Task details ->
Can you rewrite every line of the records from the line containing "Exercise. Find the wooden handrail" through the end of the records, both ends included, shifting each coordinate in the answers by adding 137 to it?

** Start Material provided **

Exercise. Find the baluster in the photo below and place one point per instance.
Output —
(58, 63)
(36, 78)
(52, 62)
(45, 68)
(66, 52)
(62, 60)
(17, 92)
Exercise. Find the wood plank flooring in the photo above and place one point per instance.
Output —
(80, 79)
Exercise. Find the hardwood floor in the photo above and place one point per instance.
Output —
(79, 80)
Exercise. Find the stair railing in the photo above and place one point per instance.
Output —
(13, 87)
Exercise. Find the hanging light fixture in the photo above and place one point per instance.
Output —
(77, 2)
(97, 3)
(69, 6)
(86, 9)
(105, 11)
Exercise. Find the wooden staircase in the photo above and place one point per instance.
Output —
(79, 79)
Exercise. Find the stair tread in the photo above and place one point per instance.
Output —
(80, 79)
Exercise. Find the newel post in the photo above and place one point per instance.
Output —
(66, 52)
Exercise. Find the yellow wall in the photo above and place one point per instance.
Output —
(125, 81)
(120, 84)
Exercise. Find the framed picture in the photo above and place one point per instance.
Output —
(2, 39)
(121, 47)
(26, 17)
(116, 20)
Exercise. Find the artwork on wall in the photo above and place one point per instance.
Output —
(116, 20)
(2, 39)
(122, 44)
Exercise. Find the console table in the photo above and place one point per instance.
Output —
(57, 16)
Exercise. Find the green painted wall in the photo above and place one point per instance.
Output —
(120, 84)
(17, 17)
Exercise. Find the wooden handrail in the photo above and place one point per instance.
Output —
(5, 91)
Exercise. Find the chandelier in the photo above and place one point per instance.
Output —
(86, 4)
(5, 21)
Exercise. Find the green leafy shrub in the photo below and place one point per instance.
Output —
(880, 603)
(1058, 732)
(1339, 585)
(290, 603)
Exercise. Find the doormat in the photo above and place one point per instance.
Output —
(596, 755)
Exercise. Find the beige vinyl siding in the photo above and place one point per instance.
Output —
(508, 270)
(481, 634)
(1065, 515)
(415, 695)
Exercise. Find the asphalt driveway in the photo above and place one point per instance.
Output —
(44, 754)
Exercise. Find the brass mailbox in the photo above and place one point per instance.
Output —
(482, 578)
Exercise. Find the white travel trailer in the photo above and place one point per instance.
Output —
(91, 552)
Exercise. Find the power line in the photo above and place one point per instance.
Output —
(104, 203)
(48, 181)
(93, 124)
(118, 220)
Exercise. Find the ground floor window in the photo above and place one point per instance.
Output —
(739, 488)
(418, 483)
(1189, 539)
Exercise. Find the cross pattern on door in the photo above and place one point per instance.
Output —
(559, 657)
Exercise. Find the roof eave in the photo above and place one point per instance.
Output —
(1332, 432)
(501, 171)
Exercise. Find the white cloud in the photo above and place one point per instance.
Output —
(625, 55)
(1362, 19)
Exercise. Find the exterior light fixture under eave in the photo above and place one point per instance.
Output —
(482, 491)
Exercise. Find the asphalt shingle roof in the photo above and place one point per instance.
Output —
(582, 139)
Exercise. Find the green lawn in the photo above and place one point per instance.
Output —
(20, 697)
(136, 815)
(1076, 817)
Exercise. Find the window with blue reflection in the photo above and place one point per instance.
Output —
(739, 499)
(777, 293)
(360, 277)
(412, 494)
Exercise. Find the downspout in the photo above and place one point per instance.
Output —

** End Material provided **

Result for this task ->
Exercise. Find the wooden handrail in the photo above and place one point per instance.
Output —
(142, 228)
Exercise. Find the chandelier in the photo above and place one point per instance.
Output —
(223, 141)
(142, 158)
Exercise. Find the green leafy shrub in the photo below and place one point per instance.
Output —
(1017, 740)
(1195, 869)
(1476, 722)
(427, 740)
Exercise. Find the doormat in the photo above and place one point per instance.
Output —
(733, 892)
Exercise. Find the beige vinyl siding in the photo above and place one point per instance.
Output —
(645, 407)
(618, 771)
(1202, 652)
(552, 832)
Exercise. Find the asphalt driveway in the photo above and place one point per instance.
Output —
(181, 891)
Exercise. Find the brass mailbox in the photo above and place one point per instance.
Output —
(619, 715)
Exercise. Find the white travel trailer in the photo above and place one point per instance.
Output —
(228, 689)
Exercise. Find the power line in the photo above and place one point per instance.
Output —
(241, 340)
(185, 318)
(230, 261)
(255, 357)
Exercise. Find the ground floor window in the photo above and place one point per instance.
Output —
(876, 625)
(555, 620)
(1326, 676)
Exercise. Find the cross pattern on door in the photo above and place one point per instance.
Output —
(696, 794)
Exercise. Find the roof eave in the photo above and place one point per instance.
Output —
(1469, 569)
(638, 308)
Exercise. Find the white cloud in the photo above and place one point per instance.
Output —
(762, 192)
(1499, 156)
Exercise. Find the exterior light fixture under eave in the photo above and place one point per instance.
Output —
(619, 628)
Exercise. Find the asphalt shingle roof in the photo above and place one point per instance.
Output —
(719, 276)
Exercise. Find the green lawn in the photo above and place one point per instance.
Output —
(157, 834)
(273, 952)
(1213, 954)
Exercise. Find the window with blue reflection in the photo above and place one point per instance.
Output —
(876, 636)
(914, 430)
(497, 414)
(549, 631)
Exercise. Find the downspout in the photo above and place one point per instance.
Output —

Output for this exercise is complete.